--- Problem description ---
Begin with the line that holds "Mark the region" and repeat each line after it exactly, ending with the last line of the listing.

--------------------

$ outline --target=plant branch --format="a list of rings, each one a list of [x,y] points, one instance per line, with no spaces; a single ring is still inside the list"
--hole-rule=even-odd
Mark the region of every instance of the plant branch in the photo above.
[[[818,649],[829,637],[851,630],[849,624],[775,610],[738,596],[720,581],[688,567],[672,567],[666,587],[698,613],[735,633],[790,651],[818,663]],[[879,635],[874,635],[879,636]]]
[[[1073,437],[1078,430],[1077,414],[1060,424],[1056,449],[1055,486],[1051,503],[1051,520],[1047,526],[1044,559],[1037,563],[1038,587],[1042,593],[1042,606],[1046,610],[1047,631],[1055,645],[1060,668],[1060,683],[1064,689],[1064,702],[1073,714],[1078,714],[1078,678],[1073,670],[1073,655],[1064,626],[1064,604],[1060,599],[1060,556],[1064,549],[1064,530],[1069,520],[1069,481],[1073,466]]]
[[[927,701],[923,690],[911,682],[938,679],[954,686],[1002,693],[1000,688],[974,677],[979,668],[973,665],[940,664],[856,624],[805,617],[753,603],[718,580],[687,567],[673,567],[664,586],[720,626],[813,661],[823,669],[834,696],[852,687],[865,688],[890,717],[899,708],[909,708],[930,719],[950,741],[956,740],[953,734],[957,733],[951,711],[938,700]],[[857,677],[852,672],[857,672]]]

--------------------

--- Result of the exercise ---
Mark the region of every instance of the plant branch in the photo above.
[[[818,649],[829,637],[851,630],[849,624],[775,610],[738,596],[720,581],[688,567],[672,567],[666,587],[698,613],[735,633],[790,651],[818,663]],[[879,635],[874,635],[879,636]]]
[[[1073,437],[1078,430],[1077,414],[1060,424],[1056,449],[1055,486],[1051,503],[1051,520],[1047,526],[1044,559],[1037,563],[1038,587],[1042,593],[1042,606],[1046,610],[1047,631],[1055,645],[1060,668],[1060,683],[1064,689],[1064,702],[1073,714],[1078,714],[1078,678],[1073,670],[1073,655],[1064,626],[1064,604],[1060,599],[1060,556],[1064,549],[1064,530],[1069,520],[1069,481],[1073,466]]]
[[[927,701],[923,690],[911,682],[938,679],[954,686],[1002,693],[1000,688],[974,677],[979,668],[973,665],[940,664],[856,624],[805,617],[753,603],[718,580],[687,567],[673,567],[664,586],[720,626],[813,661],[823,669],[834,696],[852,687],[865,688],[890,717],[899,708],[909,708],[930,719],[950,741],[956,740],[953,734],[957,733],[951,711],[938,700]],[[857,677],[852,672],[857,672]]]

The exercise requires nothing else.